--- INFORMATION GIVEN Enclosed Below ---

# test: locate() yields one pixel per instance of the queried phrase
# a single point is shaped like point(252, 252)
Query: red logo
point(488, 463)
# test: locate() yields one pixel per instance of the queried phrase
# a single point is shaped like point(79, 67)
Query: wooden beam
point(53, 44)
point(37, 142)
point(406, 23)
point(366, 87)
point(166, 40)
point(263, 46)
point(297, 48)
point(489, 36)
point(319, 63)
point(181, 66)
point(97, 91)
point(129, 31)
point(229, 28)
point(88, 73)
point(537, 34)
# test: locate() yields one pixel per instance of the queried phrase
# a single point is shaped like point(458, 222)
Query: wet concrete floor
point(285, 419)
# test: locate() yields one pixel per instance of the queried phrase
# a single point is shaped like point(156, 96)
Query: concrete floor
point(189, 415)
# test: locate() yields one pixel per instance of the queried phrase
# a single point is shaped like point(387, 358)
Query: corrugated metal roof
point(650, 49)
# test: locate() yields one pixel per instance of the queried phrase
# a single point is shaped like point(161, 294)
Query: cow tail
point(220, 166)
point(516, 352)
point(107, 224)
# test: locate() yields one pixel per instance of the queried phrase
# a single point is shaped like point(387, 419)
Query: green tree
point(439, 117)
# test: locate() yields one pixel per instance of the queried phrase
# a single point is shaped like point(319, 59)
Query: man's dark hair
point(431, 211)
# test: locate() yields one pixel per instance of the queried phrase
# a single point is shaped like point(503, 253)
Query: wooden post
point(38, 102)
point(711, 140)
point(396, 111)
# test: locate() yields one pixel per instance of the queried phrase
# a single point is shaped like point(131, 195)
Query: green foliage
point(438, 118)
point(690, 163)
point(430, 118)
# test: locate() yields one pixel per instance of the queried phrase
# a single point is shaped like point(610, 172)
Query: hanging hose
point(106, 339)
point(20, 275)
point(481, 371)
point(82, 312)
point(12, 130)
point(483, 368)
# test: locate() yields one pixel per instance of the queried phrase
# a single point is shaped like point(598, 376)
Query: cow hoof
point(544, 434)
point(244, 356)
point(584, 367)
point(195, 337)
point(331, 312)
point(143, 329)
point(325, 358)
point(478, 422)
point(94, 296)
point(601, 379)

--- End of Enclosed INFORMATION GIVEN ---

This exercise requires the number of lines in the entries holding the word "shaped", written alone.

### ANSWER BOX
12